-- DATA IN THIS EXERCISE follows --
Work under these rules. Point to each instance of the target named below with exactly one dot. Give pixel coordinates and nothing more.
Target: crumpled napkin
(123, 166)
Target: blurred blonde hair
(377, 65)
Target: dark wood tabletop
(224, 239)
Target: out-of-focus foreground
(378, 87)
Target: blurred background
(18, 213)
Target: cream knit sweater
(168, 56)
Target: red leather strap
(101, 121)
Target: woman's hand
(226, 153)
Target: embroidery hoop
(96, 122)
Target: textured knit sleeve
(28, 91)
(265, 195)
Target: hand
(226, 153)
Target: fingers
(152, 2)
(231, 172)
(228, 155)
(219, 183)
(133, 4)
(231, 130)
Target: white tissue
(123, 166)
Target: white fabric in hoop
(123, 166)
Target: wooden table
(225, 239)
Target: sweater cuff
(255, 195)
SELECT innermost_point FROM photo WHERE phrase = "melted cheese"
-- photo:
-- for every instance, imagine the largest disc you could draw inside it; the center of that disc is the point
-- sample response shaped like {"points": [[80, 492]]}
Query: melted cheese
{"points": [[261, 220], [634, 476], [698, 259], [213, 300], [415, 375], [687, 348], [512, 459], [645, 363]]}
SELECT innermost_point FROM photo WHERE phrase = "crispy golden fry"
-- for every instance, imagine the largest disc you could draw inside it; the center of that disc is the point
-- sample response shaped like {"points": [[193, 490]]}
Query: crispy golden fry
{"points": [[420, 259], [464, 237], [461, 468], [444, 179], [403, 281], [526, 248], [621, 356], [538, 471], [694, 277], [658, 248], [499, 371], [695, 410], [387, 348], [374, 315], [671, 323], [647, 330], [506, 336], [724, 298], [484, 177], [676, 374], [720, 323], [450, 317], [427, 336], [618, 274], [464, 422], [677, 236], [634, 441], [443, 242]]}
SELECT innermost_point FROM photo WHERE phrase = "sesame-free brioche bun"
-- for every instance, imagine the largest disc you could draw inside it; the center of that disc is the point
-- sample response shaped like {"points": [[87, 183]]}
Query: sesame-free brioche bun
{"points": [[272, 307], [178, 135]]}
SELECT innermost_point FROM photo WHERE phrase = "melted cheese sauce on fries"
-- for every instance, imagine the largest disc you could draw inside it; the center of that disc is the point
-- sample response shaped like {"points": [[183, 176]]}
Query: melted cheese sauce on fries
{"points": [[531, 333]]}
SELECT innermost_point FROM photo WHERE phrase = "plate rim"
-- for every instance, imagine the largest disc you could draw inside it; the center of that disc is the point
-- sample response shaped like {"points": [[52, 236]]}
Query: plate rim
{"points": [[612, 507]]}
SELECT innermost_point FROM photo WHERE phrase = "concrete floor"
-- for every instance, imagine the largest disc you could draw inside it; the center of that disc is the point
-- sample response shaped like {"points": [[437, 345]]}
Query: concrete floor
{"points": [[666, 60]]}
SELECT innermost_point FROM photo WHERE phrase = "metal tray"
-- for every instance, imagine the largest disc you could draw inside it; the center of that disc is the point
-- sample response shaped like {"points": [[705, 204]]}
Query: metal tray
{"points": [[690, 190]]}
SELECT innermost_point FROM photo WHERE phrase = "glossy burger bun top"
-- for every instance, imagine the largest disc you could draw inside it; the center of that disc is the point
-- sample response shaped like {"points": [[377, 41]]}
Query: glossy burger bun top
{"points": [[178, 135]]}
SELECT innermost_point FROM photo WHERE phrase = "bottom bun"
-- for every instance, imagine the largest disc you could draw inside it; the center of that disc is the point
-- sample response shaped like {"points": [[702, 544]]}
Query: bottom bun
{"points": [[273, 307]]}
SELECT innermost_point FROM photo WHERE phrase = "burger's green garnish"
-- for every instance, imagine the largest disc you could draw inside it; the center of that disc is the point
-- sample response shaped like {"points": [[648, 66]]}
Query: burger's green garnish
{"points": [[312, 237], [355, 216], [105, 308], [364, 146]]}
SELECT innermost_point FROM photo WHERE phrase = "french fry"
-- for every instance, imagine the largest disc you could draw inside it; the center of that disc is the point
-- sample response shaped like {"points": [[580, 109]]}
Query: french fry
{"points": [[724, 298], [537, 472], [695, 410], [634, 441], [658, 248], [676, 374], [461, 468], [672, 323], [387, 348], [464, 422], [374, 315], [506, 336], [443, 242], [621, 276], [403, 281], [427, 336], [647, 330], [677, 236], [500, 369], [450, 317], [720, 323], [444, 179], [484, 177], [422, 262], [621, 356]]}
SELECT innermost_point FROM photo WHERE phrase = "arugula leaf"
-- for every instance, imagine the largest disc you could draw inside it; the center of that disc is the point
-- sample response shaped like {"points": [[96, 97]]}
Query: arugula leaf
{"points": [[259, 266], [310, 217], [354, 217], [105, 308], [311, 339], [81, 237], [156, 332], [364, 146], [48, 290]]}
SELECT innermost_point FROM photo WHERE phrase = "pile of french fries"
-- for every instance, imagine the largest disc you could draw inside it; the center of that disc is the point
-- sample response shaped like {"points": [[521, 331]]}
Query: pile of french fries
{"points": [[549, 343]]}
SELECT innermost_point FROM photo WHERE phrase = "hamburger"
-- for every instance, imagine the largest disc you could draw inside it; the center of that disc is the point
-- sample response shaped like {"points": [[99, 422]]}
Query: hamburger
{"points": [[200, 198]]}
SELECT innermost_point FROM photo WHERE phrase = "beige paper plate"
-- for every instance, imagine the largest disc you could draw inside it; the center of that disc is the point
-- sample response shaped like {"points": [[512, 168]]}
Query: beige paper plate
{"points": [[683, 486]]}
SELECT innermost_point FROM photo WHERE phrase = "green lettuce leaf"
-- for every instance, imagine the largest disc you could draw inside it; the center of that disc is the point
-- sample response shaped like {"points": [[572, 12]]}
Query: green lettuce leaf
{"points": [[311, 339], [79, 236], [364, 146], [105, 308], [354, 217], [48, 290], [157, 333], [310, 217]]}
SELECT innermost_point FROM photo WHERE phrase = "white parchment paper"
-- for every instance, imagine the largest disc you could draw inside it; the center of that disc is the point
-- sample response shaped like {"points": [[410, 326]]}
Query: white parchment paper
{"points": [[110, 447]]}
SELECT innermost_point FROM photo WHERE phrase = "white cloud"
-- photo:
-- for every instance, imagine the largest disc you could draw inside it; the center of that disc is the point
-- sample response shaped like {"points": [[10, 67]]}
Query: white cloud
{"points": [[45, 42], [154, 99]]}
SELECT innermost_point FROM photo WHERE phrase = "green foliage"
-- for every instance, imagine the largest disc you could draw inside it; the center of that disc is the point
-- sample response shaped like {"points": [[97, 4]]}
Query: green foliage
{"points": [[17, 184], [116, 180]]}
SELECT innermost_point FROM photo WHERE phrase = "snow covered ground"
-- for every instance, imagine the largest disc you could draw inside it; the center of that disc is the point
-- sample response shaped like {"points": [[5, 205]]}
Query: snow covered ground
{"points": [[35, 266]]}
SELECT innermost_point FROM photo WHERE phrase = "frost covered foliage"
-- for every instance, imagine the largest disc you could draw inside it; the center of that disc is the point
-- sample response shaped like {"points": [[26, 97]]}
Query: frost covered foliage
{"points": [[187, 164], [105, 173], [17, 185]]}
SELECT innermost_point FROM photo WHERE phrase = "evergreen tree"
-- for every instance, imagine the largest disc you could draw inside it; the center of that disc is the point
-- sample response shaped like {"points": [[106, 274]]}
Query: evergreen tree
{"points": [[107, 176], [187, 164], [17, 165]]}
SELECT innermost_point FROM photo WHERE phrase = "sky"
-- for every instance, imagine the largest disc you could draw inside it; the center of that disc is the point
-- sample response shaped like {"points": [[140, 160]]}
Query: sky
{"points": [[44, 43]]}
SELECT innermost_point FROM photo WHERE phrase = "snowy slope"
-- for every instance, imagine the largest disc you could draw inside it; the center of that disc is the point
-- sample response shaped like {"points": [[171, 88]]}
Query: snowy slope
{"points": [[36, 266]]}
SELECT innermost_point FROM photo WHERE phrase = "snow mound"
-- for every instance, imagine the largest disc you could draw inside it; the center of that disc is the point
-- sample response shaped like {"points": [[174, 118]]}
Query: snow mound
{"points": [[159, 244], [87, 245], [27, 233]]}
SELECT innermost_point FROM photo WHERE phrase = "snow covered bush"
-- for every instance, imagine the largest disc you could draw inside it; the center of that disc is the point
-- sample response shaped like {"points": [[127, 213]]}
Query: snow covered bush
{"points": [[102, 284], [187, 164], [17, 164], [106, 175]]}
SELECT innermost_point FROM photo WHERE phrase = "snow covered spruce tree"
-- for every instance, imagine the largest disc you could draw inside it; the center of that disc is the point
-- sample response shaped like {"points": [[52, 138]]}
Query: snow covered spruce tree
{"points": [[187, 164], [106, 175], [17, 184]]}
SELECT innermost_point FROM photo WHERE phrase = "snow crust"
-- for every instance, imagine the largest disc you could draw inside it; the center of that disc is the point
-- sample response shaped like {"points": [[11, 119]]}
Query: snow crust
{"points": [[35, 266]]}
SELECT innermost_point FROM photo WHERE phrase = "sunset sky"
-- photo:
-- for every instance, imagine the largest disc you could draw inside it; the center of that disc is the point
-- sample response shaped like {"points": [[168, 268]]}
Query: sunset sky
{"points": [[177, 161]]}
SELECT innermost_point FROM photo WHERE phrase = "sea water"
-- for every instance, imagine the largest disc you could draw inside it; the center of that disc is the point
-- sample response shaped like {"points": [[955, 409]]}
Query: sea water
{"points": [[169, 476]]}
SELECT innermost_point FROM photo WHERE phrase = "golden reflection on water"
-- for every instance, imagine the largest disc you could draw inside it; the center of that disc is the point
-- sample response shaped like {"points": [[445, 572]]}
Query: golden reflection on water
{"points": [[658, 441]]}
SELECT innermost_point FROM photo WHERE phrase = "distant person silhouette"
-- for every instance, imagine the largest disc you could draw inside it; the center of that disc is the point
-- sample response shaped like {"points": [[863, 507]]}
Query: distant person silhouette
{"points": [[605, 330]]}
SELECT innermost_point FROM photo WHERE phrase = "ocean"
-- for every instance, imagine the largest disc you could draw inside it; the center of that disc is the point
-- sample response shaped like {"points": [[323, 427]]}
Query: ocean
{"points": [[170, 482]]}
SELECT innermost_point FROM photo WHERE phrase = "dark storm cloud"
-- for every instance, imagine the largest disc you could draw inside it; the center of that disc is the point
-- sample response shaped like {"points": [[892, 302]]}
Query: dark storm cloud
-- DATA IN THIS EXERCISE concluded --
ACTION ITEM: Return all lines above that mention the word "storm".

ANSWER FOR THE TASK:
SELECT innermost_point FROM photo WHERE phrase = "dark storm cloud"
Query: dark storm cloud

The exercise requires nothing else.